### Supplied passage
- - - -

Sunoco LP: Time to Consider This 11% Yield?

This Could Be an Opportunity for Yield Hunters

In today’s market, many ultra-high yielders happen to be down-and-out stocks.

This is especially true in the energy sector. Ever since the downturn in oil prices started a few years ago, investors haven’t been very enthusiastic about the industry. And as a result of plunging share prices, the yield of quite a few energy stocks have climbed above the double-digit mark.

Sunoco LP (NYSE:SUN) is one such instance. An energy-based master limited partnership (MLP) headquartered in Dallas, Texas, Sunoco’s stock currently trades at $30.12 apiece, which is about half of its high reached in August 2014.

If the partnership kept its cash distribution rate at the same level, such a drop in stock price would give a huge boost to its yield. So, was that the case for Sunoco LP?

No, because the partnership actually did better than that. Rather than maintaining its payout, Sunoco LP managed to raise its distribution, even during the massive commodity price downturn.

In August 2014, when the price of oil started its free fall, Sunoco LP paid a quarterly cash distribution of almost $0.52 per unit. Since then, the partnership has increased its payout on eight different occasions.

With SUN stock’s quarterly distribution rate currently standing at almost $0.83 per unit, Sunoco’s payout has grown by 58.8% since the oil price crash. (Source: “Distribution History,” Sunoco LP, last accessed February 27, 2018.)

If you’ve been following the sector, you’d know that, during this period, dividend cuts were common for energy stocks. What Sunoco LP managed to accomplish was quite an impressive feat.

- - - -

### Material
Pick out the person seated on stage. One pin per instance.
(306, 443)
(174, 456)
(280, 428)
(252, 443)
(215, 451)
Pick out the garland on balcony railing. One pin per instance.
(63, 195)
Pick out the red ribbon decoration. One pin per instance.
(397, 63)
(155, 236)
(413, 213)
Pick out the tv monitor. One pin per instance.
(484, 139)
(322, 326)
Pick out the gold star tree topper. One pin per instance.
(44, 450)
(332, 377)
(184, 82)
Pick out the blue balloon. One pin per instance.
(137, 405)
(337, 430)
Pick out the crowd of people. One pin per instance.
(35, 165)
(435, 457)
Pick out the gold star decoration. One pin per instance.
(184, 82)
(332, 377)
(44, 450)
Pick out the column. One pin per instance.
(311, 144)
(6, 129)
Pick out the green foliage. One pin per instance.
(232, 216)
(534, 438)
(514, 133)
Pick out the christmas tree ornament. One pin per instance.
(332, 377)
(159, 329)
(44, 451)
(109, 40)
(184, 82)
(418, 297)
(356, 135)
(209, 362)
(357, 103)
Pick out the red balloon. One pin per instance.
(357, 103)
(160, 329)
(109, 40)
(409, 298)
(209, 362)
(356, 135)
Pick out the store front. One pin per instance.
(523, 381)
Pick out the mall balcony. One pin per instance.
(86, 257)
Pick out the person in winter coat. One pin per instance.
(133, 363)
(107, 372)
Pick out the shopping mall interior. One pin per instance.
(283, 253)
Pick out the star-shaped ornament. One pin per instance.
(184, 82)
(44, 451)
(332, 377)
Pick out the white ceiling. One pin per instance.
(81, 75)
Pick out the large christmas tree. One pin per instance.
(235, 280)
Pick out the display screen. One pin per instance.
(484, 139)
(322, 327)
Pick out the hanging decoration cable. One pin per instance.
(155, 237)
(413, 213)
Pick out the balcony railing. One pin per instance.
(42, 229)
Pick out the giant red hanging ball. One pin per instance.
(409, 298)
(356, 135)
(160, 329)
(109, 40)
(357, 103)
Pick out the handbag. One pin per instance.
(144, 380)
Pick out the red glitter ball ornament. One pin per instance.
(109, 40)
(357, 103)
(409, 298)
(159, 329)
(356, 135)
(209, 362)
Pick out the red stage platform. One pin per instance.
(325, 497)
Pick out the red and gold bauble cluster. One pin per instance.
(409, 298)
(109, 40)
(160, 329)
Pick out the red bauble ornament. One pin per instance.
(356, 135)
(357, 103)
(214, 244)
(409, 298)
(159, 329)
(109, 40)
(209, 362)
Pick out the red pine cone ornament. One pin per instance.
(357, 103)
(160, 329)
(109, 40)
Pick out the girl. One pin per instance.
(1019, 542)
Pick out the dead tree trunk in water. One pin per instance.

- - - -

### Task objective
Reproduce word for word the portion of the Sunoco LP article starting at "This Could Be" and ending at "the double-digit mark.".

### Solution to this problem
This Could Be an Opportunity for Yield Hunters

In today’s market, many ultra-high yielders happen to be down-and-out stocks.

This is especially true in the energy sector. Ever since the downturn in oil prices started a few years ago, investors haven’t been very enthusiastic about the industry. And as a result of plunging share prices, the yield of quite a few energy stocks have climbed above the double-digit mark.